* _练习题目 1_: 请筛选下方练习输入中的行，把含有字符串“vertical”的每一行都抄录出来，区分大小写。

* _原文节选_:
+===+
通过个人分析统计，发现在训练集中总共有12,880张图片，其中有4张是没有人脸信息的。
train中没有人脸目标的样本：

0--Parade/0_Parade_Parade_0_452.jpg
2--Demonstration/2_Demonstration_Political_Rally_2_444.jpg
39--Ice_Skating/39_Ice_Skating_iceskiing_39_380.jpg
46--Jockey/46_Jockey_Jockey_46_576.jpg

验证集中总共有3,226张图片，其中有4张没有人脸信息。
val中没有人脸目标的样本：

0--Parade/0_Parade_Parade_0_275.jpg
7--Cheering/7_Cheering_Cheering_7_426.jpg
37--Soccer/37_Soccer_soccer_ball_37_281.jpg
50--Celebration_Or_Party/50_Celebration_Or_Party_houseparty_50_715.jpg

使用Python解析标签文件

下面是我参考torchvision.dataset中关于解析.txt文件编写的方法。调用parse_wider_txt时，传入data_root指向wider_face的路径，split表示要解析训练集还是验证集的标签文件（传入train或val）

import os
from tqdm import tqdm
import cv2


def parse_wider_txt(data_root: str, split: str):
    """
    refer to: torchvision.dataset.widerface.py
    :param data_root:
    :param split:
    :return:
    """
    assert split in ['train', 'val'], f"split must be in ['train', 'val'], got {split}"

    txt_path = os.path.join(data_root, 'wider_face_split', f'wider_face_{split}_bbx_gt.txt')
    img_root = os.path.join(data_root, f'WIDER_{split}', 'images')
    with open(txt_path, "r") as f:
        lines = f.readlines()
        file_name_line, num_boxes_line, box_annotation_line = True, False, False
        num_boxes, box_counter, idx = 0, 0, 0
        labels = []
        progress_bar = tqdm(lines)
        for line in progress_bar:
            line = line.rstrip()
            if file_name_line:
                img_path = line
                file_name_line = False
                num_boxes_line = True
            elif num_boxes_line:
                num_boxes = int(line)
                num_boxes_line = False
                box_annotation_line = True
            elif box_annotation_line:
                box_counter += 1
                line_split = line.split(" ")
                line_values = [x for x in line_split]
                labels.append(line_values)
+===+
* _练习输入_:
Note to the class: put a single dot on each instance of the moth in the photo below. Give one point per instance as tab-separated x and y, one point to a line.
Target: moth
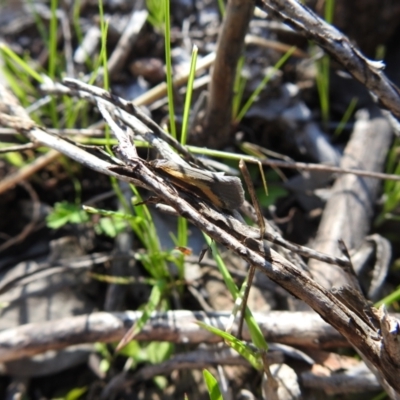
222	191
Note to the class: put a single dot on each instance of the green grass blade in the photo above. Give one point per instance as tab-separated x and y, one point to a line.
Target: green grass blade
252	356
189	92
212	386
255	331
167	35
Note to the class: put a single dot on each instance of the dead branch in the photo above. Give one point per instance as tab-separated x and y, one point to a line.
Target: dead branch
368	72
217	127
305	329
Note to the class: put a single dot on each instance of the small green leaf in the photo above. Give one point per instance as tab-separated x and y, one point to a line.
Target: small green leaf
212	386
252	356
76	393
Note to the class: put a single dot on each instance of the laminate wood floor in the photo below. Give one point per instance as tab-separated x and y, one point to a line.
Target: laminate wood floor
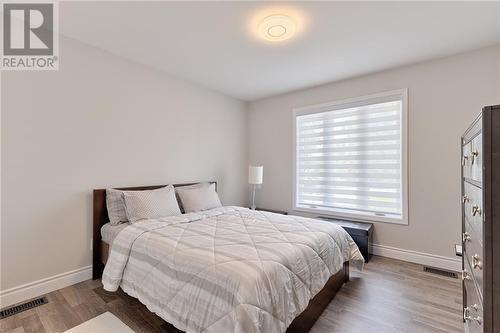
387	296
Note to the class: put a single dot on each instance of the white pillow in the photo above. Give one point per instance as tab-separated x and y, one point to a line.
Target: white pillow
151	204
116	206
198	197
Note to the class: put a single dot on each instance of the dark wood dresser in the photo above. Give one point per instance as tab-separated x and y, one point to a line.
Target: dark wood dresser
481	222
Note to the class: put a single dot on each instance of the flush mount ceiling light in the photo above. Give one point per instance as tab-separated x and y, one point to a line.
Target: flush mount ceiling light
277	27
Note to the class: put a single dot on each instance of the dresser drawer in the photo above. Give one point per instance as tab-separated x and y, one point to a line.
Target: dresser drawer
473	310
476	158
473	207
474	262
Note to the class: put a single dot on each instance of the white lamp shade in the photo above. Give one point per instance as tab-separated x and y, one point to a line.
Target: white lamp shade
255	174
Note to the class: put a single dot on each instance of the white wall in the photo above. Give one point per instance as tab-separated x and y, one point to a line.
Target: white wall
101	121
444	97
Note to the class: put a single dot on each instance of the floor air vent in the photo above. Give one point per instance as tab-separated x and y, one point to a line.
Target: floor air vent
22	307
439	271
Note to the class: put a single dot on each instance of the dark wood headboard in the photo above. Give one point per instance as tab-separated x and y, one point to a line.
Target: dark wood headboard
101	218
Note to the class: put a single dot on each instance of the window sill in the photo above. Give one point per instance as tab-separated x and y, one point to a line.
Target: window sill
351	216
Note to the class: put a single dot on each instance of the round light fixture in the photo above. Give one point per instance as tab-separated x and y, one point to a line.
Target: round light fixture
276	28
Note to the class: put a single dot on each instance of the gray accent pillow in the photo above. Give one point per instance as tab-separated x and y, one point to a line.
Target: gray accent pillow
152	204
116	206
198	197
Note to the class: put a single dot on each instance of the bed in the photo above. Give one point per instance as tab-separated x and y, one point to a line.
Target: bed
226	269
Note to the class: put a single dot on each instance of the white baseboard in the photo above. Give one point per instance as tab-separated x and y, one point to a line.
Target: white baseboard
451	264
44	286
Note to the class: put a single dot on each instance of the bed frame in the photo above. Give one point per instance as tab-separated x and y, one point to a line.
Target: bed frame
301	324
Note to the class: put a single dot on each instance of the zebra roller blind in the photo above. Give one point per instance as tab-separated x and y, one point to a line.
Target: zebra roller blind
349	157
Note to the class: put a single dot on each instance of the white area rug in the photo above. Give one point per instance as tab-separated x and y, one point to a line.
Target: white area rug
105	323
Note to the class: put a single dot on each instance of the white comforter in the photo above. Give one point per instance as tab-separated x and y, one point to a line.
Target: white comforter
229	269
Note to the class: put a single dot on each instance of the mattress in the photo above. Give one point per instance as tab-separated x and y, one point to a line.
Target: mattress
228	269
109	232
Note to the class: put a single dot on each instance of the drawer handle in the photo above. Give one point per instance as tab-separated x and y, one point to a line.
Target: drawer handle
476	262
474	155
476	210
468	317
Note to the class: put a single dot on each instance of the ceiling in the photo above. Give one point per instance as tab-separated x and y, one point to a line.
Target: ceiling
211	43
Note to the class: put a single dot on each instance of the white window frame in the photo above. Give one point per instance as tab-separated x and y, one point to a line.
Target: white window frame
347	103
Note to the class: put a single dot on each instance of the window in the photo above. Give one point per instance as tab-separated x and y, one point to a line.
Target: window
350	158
+===+
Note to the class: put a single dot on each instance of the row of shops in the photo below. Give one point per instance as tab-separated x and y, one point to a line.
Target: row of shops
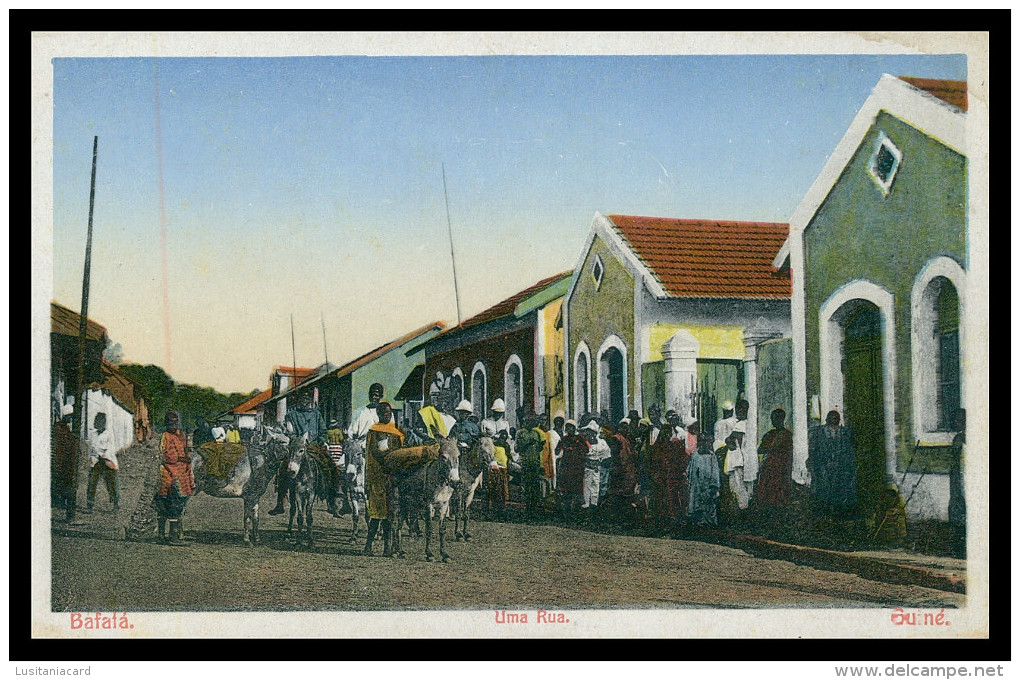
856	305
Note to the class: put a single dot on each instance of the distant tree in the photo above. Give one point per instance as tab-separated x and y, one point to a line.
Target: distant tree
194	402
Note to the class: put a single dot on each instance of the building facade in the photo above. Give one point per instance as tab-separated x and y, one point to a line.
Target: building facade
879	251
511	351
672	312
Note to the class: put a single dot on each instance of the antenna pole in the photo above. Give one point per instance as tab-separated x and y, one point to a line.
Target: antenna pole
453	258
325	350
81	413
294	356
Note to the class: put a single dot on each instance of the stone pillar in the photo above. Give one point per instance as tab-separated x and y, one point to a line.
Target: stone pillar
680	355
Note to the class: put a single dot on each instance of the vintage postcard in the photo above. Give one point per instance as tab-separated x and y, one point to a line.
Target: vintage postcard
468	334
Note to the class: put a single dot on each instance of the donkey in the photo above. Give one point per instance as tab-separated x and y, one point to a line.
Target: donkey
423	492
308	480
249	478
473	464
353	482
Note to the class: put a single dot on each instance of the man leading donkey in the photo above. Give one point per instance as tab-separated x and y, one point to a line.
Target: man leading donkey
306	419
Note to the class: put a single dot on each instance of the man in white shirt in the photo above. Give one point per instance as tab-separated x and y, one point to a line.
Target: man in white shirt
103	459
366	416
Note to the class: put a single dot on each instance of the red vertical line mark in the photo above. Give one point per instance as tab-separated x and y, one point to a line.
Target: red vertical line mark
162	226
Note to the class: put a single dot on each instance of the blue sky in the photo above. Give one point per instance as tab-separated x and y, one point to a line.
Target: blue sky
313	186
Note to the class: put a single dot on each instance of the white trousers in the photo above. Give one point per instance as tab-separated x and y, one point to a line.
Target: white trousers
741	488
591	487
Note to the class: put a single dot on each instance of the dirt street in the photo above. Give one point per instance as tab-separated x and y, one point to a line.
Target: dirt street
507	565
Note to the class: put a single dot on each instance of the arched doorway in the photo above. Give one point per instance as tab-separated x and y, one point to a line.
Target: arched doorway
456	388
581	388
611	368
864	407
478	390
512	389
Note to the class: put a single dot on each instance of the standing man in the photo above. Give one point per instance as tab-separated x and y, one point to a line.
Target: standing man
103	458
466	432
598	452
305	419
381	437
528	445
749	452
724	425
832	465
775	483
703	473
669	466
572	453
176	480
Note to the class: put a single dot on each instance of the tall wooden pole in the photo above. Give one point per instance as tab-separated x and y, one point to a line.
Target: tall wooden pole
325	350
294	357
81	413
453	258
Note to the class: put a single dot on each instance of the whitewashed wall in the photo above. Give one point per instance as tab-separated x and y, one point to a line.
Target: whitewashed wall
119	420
+===+
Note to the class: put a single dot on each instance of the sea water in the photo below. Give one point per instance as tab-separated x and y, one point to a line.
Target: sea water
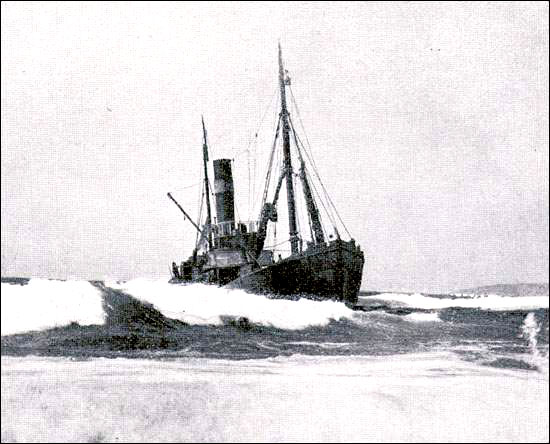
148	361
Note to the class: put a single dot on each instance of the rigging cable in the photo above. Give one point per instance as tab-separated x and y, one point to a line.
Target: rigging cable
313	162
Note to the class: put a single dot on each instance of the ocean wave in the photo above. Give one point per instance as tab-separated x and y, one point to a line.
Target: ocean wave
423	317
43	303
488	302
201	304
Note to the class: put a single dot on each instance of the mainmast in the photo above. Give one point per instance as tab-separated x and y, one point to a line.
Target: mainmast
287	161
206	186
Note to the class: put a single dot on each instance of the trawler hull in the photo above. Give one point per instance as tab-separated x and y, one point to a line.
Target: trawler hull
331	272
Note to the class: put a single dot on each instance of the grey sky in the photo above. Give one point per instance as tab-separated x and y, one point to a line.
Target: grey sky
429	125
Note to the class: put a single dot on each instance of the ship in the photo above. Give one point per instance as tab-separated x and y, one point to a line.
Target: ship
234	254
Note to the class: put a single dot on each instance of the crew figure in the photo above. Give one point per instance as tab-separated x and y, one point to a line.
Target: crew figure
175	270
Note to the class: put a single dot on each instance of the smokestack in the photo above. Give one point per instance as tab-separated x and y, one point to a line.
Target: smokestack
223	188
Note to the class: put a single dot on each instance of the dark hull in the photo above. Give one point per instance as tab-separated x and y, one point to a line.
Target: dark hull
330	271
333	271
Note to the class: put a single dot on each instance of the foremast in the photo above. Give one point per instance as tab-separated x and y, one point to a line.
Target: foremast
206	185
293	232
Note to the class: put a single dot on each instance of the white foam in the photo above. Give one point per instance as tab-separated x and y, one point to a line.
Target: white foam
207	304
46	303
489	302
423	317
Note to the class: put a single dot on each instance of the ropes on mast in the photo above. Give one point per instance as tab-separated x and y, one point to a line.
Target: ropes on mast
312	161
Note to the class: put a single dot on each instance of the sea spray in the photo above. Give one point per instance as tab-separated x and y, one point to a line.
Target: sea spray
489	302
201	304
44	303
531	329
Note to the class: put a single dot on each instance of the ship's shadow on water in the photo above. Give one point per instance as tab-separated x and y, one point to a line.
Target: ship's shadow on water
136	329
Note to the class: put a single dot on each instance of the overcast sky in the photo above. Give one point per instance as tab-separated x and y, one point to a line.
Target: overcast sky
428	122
+===+
* _练习题目 2_: 接着上方讲解析 WIDER FACE 标签文件的节选往下写，从它最后一行之后开始续写。

* _参考答案 1_:
Note to the class: put a single dot on each instance of the red vertical line mark in the photo above. Give one point per instance as tab-separated x and y, one point to a line.
Target: red vertical line mark

* _参考答案 2_:
                if box_counter >= num_boxes:
                    box_annotation_line = False
                    file_name_line = True

                    if num_boxes == 0:
                        print(f"in {img_path}, no object, skip.")
                    else:
                        # 根据个人意愿，在此加上对应处理方法
                        print(img_path)
                        print(labels)
                        pass
                        # 根据个人意愿，在此加上对应处理方法

                    box_counter = 0
                    labels.clear()
                    idx += 1
                    progress_bar.set_description(f"{idx} images")
            else:
                raise RuntimeError("Error parsing annotation file {}".format(txt_path))


parse_wider_txt("/data/wider_face/",
                "val")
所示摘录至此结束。